▶ _DOCUMENT TEXT_

Later this week House Republicans will almost certainly oust Rep. Liz Cheney from her leadership position in the conference. In doing so, they will cement their commitment to former President Trump’s lies about the 2020 election. This is a good thing.
Let me explain.
Had Cheney voted to impeach Trump and then quietly moved along to whitewashing the insurrection (like most other Republicans) then no one may have realized how deeply the Trump brain worms had penetrated the GOP leadership hive mind. She’s giving the party a public MRI.
Yes, the results of this test are awfully ugly, but they may be useful in the end.
GOP leaders would have never admitted how closely they planned to remain tethered to the twice-impeached president who presided over the party’s loss of the House, Senate, and White House. We wouldn’t have known how content they are with Trump’s big election lie. Cheney exposes their complicity. Until she piped up, everyone was on pace to rally under the red elephant flag and chant “Fire Pelosi!” They would have seamlessly moved on from January 6 and started campaigning on Trump’s 2020 election lies for 2022.

▶ _GIVEN INFORMATION_
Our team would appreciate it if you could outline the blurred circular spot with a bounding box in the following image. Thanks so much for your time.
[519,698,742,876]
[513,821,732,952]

▶ _WHAT IS ASKED_
Continue the commentary on Liz Cheney's removal from House Republican leadership, starting after its final sentence. The listing comes from a separate source.

▶ _THE RESULT_
But Cheney played spoiler. And yes, this time it’s different.
Never before has there been a prominent Republican in leadership willing to challenge the party about the cost of Trump’s lies.
Some sitting Republicans occasionally mumbled to reporters—mostly on background—about their displeasure with Trump. This entailed very little political risk. Others opposed Trump as their stars were waning and then disappeared once he took over the party. And then there is an entire class which opposed Trump at first, only to slink away into lucrative retirements rather than staying to fight to the last man.
Cheney provides what Trump-resistant Republicans never had before: A galvanizing figure who is a legit rock-ribbed Republican with a live political career. She does not represent a majority in the party. But neither does she speak only for herself: Her views represent a significant bloc of voters that the GOP must have in order to win future elections.
Keep in mind that until recently, while Cheney may have had her disagreements with Trump, she was firmly on the team. Just like her fellow Country First Republican Adam Kinzinger, who voted for Trump in the 2020 election. Neither of them were NeverTrump Republicans, but on January 6, any tenuous bond between Trump and Republicans who value our democracy and institutions more than party broke. Permanently.
So, bring on the conflict. If the party is ever going to take a more positive direction, a change will need to be forced upon it by its voters. And that’s not even a theoretical possibility unless there’s a figure like Cheney for them to rally around.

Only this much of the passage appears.